Problem description: Collect every line of the rows below that contains the string "window", and note that case counts.

Excerpted data:
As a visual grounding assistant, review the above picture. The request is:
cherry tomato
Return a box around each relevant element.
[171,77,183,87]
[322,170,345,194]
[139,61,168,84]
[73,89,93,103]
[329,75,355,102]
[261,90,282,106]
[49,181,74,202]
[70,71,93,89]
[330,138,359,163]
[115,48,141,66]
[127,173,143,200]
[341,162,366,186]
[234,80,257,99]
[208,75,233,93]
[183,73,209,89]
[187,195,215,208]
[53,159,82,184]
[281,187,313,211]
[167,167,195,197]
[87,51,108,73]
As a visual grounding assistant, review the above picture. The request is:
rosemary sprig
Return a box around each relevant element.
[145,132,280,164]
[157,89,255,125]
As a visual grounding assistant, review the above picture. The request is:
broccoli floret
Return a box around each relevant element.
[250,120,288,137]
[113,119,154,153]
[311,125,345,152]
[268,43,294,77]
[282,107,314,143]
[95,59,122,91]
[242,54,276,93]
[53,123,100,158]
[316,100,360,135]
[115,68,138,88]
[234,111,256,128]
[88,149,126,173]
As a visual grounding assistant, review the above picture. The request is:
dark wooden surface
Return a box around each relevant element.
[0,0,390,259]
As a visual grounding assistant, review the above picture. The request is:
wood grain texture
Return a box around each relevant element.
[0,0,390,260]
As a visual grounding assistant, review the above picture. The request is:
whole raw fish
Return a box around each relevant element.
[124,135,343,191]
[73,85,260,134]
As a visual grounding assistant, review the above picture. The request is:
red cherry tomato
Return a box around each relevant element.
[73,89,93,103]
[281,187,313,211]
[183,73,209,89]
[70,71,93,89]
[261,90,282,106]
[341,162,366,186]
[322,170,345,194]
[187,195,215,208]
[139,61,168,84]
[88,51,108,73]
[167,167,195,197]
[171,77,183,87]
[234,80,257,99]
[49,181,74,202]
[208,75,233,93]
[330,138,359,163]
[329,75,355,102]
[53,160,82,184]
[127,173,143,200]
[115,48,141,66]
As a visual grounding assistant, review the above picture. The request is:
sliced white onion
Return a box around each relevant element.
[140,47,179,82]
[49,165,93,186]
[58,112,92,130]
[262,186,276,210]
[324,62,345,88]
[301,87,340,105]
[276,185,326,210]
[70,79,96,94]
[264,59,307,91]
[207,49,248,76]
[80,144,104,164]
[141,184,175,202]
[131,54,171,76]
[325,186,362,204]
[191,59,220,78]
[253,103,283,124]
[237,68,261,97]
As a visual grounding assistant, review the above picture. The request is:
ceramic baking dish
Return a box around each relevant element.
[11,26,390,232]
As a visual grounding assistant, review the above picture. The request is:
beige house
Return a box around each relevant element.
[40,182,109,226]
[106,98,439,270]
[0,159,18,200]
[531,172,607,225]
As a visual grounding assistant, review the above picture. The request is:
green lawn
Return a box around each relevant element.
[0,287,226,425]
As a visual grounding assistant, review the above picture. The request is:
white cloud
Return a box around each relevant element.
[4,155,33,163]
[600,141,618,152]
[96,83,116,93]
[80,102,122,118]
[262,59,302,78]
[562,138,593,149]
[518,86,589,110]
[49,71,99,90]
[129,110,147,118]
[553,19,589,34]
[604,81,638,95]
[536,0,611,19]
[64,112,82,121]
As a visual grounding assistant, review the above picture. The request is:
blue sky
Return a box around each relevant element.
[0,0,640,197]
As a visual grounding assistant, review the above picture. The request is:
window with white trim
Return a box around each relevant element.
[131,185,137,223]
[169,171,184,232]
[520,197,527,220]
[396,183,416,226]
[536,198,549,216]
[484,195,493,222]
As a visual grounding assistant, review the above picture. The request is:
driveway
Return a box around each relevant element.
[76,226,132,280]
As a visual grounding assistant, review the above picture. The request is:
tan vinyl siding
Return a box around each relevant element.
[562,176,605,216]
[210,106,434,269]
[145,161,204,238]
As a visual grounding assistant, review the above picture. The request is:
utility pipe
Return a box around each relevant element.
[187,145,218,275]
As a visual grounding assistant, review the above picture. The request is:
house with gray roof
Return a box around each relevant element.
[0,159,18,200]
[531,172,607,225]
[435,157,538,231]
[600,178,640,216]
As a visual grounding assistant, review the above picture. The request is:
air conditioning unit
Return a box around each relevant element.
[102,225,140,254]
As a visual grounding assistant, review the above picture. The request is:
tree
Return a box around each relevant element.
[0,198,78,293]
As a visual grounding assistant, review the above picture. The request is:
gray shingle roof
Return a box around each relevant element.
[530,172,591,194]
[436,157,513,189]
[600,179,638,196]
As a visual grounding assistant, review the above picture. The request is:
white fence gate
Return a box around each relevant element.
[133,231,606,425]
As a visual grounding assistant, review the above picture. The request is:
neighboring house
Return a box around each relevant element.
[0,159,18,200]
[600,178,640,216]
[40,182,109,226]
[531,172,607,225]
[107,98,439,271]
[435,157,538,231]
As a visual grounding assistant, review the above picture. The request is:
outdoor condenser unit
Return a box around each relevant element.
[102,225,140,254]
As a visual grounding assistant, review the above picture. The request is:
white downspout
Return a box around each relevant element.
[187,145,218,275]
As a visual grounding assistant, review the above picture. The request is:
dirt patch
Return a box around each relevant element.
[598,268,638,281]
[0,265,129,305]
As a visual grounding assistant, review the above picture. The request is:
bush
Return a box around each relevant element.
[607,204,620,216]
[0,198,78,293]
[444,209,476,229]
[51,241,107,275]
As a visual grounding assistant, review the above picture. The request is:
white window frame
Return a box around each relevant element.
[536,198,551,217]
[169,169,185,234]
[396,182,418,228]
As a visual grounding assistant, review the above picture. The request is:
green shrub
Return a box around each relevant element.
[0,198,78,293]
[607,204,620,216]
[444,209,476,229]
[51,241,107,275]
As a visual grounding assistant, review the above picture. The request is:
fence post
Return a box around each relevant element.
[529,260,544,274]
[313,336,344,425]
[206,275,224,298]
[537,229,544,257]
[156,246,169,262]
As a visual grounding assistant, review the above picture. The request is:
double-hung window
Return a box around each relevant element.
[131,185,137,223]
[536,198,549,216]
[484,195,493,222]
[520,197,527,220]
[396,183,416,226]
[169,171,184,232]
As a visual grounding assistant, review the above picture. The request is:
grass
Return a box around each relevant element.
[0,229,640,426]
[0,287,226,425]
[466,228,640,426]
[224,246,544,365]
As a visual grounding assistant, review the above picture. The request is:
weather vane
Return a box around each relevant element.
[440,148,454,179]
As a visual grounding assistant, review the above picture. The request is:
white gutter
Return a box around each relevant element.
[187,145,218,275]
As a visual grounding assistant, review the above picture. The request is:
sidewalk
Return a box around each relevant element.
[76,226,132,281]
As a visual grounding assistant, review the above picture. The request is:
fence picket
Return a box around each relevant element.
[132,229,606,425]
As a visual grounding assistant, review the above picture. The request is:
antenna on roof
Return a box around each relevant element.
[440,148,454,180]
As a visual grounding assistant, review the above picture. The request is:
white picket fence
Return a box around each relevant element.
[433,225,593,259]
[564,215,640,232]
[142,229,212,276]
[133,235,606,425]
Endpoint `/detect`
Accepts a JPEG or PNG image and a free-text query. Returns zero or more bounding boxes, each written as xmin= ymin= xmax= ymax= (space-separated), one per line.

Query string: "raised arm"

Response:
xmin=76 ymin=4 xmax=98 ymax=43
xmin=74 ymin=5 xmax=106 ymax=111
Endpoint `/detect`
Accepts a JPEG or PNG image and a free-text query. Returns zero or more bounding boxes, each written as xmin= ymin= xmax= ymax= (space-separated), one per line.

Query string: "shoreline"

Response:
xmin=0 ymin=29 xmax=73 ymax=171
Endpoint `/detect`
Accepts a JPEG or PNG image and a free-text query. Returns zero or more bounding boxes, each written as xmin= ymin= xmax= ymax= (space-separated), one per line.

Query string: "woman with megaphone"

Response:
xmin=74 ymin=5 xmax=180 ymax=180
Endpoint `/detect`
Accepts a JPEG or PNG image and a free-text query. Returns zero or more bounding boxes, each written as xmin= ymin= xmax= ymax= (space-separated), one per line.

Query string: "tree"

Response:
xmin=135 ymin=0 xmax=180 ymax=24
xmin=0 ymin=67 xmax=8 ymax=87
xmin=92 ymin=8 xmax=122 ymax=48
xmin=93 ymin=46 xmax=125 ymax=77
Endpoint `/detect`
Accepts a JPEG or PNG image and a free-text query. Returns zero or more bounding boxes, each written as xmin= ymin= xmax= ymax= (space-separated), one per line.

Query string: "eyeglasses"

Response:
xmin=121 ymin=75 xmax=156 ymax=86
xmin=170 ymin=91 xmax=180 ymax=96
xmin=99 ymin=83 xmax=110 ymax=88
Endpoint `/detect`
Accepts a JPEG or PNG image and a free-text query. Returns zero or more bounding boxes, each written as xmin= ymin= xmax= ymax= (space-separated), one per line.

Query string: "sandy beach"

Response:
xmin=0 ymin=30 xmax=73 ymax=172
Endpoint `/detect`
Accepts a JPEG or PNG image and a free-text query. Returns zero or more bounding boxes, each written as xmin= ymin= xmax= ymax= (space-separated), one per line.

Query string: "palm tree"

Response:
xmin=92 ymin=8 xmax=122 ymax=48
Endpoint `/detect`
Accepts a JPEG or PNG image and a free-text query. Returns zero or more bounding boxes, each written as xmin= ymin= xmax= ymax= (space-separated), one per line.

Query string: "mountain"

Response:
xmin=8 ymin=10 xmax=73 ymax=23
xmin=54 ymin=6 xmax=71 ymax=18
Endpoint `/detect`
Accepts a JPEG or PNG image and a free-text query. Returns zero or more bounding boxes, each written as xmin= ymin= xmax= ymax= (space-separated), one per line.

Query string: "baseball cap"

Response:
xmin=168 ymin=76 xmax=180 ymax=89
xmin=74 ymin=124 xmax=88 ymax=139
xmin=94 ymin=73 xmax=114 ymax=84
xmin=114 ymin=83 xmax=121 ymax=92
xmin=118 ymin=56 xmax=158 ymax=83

Full answer:
window with white trim
white window frame
double-hung window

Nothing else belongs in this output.